## YOUR TASK:
Answer these from the mailing list message below:
(a) What date and time is shown for Gary C Martin's message?
(b) Inside which activity does the software run?
(c) What is the largest size given for the scaled-down image copies?

"Yay!, Bee, See" (ABC) software

Gary C Martin gary at garycmartin.com
Mon Nov 24 18:26:22 EST 2008


On 24 Nov 2008, at 17:21, Ben Wiley Sittler wrote:

> Hi,
>
> I have just joined this list and read through the archives, but could
> not find anything similar. I also didn't find mention of anything
> similar on the OLPC Wiki.
>
> I recently wrote some software for use by my daughter on her OLPC. It
> runs inside the Browse activity, either locally using a "file:" URI or
> over the network. I don't know whether it will be of interest to
> anyone else, but I have released the software to the public domain and
> packaged it along with scaled-down (1600x1200 or less) copies of some
> public-domain images and some copyrighted-but-free-to-redistribute
> images under GFDL, and various Creative Commons Attribution-Share
> Alike, Attribution, and Share Alike licenses. Individual attribution
> for each image is included in the application source code.

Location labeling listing
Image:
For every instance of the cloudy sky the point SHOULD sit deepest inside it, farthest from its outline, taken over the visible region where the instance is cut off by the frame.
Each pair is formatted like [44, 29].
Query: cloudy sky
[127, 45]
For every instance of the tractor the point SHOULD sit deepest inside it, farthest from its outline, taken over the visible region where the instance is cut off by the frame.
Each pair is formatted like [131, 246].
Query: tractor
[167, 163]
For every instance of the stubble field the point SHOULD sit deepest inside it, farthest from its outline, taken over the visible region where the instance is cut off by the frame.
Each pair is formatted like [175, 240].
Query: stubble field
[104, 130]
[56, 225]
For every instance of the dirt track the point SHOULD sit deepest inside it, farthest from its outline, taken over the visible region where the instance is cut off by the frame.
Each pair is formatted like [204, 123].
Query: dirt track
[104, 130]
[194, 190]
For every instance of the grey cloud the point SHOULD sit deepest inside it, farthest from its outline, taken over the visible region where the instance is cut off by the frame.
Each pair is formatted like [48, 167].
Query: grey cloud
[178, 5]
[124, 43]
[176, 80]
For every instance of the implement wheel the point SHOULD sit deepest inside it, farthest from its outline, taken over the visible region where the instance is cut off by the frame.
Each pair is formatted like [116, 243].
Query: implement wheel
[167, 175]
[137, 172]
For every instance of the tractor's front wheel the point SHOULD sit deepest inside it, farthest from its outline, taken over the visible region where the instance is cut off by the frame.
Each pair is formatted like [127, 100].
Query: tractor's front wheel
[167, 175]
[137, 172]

## COMPLETED EXERCISE:
(a) Mon Nov 24 18:26:22 EST 2008
(b) The Browse activity
(c) 1600x1200